Data for this task start
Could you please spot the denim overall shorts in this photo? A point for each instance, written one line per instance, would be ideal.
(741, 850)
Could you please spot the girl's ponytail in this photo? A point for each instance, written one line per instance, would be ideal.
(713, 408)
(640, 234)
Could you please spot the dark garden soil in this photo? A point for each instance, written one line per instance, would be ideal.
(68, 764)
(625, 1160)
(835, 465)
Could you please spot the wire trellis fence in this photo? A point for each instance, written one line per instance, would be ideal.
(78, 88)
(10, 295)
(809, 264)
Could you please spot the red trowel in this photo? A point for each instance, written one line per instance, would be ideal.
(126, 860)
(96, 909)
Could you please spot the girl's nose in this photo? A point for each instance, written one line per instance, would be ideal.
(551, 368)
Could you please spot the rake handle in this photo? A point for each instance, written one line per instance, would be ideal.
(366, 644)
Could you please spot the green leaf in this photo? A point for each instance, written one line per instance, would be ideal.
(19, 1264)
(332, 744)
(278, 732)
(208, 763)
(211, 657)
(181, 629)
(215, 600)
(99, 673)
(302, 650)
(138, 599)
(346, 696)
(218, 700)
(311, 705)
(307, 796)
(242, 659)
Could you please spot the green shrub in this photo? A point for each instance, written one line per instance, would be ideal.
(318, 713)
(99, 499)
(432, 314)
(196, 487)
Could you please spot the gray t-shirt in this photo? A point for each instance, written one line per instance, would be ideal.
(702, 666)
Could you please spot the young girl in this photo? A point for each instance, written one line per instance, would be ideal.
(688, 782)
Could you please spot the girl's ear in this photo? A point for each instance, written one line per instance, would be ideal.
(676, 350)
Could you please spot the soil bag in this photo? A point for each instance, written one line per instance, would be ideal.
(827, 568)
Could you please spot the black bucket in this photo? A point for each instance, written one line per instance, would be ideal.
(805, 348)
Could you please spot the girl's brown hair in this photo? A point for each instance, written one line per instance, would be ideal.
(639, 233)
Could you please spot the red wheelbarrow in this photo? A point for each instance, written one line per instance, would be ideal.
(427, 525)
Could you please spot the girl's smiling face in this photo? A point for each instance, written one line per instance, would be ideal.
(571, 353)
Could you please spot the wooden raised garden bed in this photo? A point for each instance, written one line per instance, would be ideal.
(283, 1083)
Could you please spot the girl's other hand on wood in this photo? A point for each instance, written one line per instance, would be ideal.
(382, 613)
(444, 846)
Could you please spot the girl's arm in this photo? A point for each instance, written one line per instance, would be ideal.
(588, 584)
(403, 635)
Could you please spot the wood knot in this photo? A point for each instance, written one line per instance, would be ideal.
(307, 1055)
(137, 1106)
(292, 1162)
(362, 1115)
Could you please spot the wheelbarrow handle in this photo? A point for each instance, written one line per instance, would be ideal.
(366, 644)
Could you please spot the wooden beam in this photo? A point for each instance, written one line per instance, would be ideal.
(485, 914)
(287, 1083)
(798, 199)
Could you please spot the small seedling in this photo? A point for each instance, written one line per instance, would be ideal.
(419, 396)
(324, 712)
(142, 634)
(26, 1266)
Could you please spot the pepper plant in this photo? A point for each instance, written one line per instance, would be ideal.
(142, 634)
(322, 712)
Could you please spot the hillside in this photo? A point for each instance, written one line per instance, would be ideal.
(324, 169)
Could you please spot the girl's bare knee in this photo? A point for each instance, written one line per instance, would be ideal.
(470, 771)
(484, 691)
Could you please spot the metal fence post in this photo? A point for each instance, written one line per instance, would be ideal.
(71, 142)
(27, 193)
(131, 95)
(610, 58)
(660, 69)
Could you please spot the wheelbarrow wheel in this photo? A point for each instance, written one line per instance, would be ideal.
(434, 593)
Data for this task end
Copy out every line of the data above, word for word.

▶ Finished answer
Could you please spot the denim overall shorts in this photo? A point for each instance, written one line per instance, would be ideal.
(741, 850)
Could you please spot the girl's ponytail in this photo? A point for each instance, written one line per instance, would be ideal.
(713, 408)
(640, 234)
Could you please spot the dark garden soil in this photo? A point for each instance, written one line per instance, would be ideal.
(68, 764)
(625, 1160)
(835, 465)
Could you please spot the wire trellis fence in this photo? A point for each instance, written one line per instance, would be ideal.
(78, 88)
(10, 295)
(809, 264)
Could you please spot the red trowel in this photo? A point for each instance, written one line per instance, would be ideal.
(126, 860)
(96, 909)
Could you please spot the girl's nose in this photo? A point for each instance, written one line per instance, would be ideal.
(551, 368)
Could you please spot the rake handle in this photo? A point for each instance, written one line per instance, would be ideal.
(366, 644)
Could you please spot the green leaf in this photo? A point for each instance, written one line per instance, would be ideal.
(19, 1264)
(332, 744)
(278, 732)
(208, 763)
(211, 657)
(181, 629)
(215, 600)
(99, 673)
(302, 650)
(138, 599)
(346, 696)
(218, 700)
(311, 705)
(307, 796)
(242, 659)
Could you please spot the green shrub in this photo? A point for each instance, written one line per instance, would be ideal.
(318, 713)
(99, 499)
(432, 314)
(196, 487)
Could you please spot the gray t-shirt in this photo? A point for each instance, written one line per instance, would be ideal.
(702, 666)
Could you please spot the young girl in this photo? A point for each instance, written one line per instance, would be ideal.
(688, 782)
Could you please spot the girl's ear in this photo? A point for each instance, written one line per instance, would be ideal.
(676, 350)
Could you please spot the soil bag in this photo? A point for each instance, written one line per instance, would be ideal.
(827, 568)
Could you please spot the black bucket in this photo? A point for each instance, written one line per instance, would be ideal.
(805, 348)
Could you please spot the girl's brown hair in this photo? A point for each instance, written one line per instance, would be ideal.
(639, 233)
Could you please spot the red wheelbarrow in this photo? A point for each instance, written one line per instance, would be ideal.
(427, 525)
Could you please spot the girl's smiling face in this photo? A point for each instance, written one line per instance, would be ideal.
(571, 353)
Could you please spot the wooden raised garden bed in this photo? A point for each instance, written one line per instance, would be ideal.
(283, 1083)
Could you please spot the girl's other hand on wood in this photo? A point for each instance, written one line per instance, would be ideal.
(382, 613)
(444, 846)
Could you please spot the girl's arm in this photo? A point for each instance, written one line per instance, would be ideal.
(588, 584)
(403, 635)
Could you please spot the wood knot in this photo? A point for each instance, written one line per instance, would be ideal.
(307, 1055)
(137, 1106)
(292, 1162)
(362, 1115)
Could you please spot the wheelbarrow handle in this photo? A point for each instance, written one line per instance, would be ideal.
(366, 644)
Could you please spot the wooden beam in this photo? A point for each instance, written one line per instance, would be ideal.
(485, 914)
(287, 1083)
(798, 199)
Could you please spot the small seedling in this photo? A point for each instance, written one line per instance, would be ideal.
(419, 396)
(324, 712)
(142, 634)
(26, 1266)
Could you please spot the pepper plant in this photo? A point for each instance, written one line per instance, would be ideal.
(142, 634)
(322, 712)
Could you please spot the hillside in this photo? A point for each instance, written one line per instance, would be ideal.
(324, 169)
Could you please spot the girl's bare knee in this photo? A point for each instance, written one line per instance, would be ideal.
(470, 771)
(484, 691)
Could you please spot the metal fence post in this photo? A point for each instance, written one line per instance, would be ideal.
(71, 142)
(27, 193)
(131, 95)
(610, 58)
(660, 69)
Could you please spot the wheelbarrow wheel in this photo? A point for each instance, written one line per instance, would be ideal.
(434, 593)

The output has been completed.